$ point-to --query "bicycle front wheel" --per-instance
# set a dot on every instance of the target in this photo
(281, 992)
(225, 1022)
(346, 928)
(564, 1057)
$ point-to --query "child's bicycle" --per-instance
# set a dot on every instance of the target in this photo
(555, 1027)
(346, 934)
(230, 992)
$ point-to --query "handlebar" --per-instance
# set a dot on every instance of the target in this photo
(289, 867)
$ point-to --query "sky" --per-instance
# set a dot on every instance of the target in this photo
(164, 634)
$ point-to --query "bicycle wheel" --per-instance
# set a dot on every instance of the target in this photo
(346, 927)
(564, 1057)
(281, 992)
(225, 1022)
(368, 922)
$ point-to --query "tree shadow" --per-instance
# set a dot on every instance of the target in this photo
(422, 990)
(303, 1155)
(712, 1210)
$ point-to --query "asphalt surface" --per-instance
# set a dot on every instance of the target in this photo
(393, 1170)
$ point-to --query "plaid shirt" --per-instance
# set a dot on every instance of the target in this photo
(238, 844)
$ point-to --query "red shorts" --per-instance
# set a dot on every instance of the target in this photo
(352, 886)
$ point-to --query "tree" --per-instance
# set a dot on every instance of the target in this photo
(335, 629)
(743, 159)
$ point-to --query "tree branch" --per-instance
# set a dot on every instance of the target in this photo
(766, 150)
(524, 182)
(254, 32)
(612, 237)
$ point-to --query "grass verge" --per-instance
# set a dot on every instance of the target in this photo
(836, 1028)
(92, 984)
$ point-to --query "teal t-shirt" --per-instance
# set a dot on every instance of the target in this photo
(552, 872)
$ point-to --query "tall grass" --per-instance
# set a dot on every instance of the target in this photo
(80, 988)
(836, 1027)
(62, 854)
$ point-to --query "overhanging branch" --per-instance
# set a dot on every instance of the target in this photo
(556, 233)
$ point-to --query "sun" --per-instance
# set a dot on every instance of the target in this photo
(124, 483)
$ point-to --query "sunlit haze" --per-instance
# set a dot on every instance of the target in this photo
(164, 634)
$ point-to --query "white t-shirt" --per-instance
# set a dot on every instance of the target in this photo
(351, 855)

____

Assigned task: The whole listing needs copying. Write it out exactly.

Answer to the problem:
$ point-to --query "bicycle front wheel" --per-instance
# set a dot on every instance of the target in this photo
(281, 992)
(225, 1022)
(346, 928)
(564, 1057)
$ point-to --query "child's bicycle" --per-instance
# set a dot on every instance of the target in this photo
(555, 1027)
(346, 934)
(230, 992)
$ point-to --query "handlebar" --per-instance
# set a dot on every instance of the target in this photo
(289, 867)
$ point-to --query "sky" --per-instance
# set a dot on every instance of the target in this photo
(164, 634)
$ point-to --query "bicycle wheel" --per-instance
# set a dot on every instance of the target in this photo
(346, 927)
(564, 1057)
(281, 992)
(225, 1022)
(368, 922)
$ point-to --query "tree shadow" --per-instance
# set a dot on every instance of the target in this photo
(422, 990)
(303, 1155)
(712, 1210)
$ point-to --query "asphalt surface" --per-instance
# set a dot on every instance of the target in this photo
(393, 1170)
$ point-to --query "plaid shirt" --per-instance
# set a dot on every instance of the target in this photo
(238, 844)
$ point-to --query "red shorts" --per-instance
# set a dot on every instance of the target in this photo
(352, 886)
$ point-to --query "tree" --per-instance
# set a dot on every instance of the target in this photo
(335, 629)
(743, 159)
$ point-to --query "tree branch" --per-instance
# set a dot on every instance of the target in this photo
(766, 150)
(524, 182)
(254, 32)
(612, 237)
$ point-to --query "grass verge" --per-instance
# set a dot on every instance of the target in this photo
(836, 1028)
(92, 984)
$ point-to --query "teal t-shirt" --per-instance
# set a dot on every instance of the target in this photo
(552, 872)
$ point-to --query "tall grass" --per-instance
# set a dot on every instance of the target in this photo
(80, 988)
(836, 1027)
(62, 854)
$ point-to --query "overhanging branch" --per-instance
# set a dot on every instance of the target in this photo
(556, 233)
$ point-to --query "sun" --per-instance
# set a dot on every instance of the target in this photo
(124, 483)
$ point-to --query "sunlit haze" --per-instance
# set a dot on every instance of the target in this photo
(164, 634)
$ point-to --query "white t-shirt" --per-instance
# set a dot on every instance of the target in this photo
(351, 855)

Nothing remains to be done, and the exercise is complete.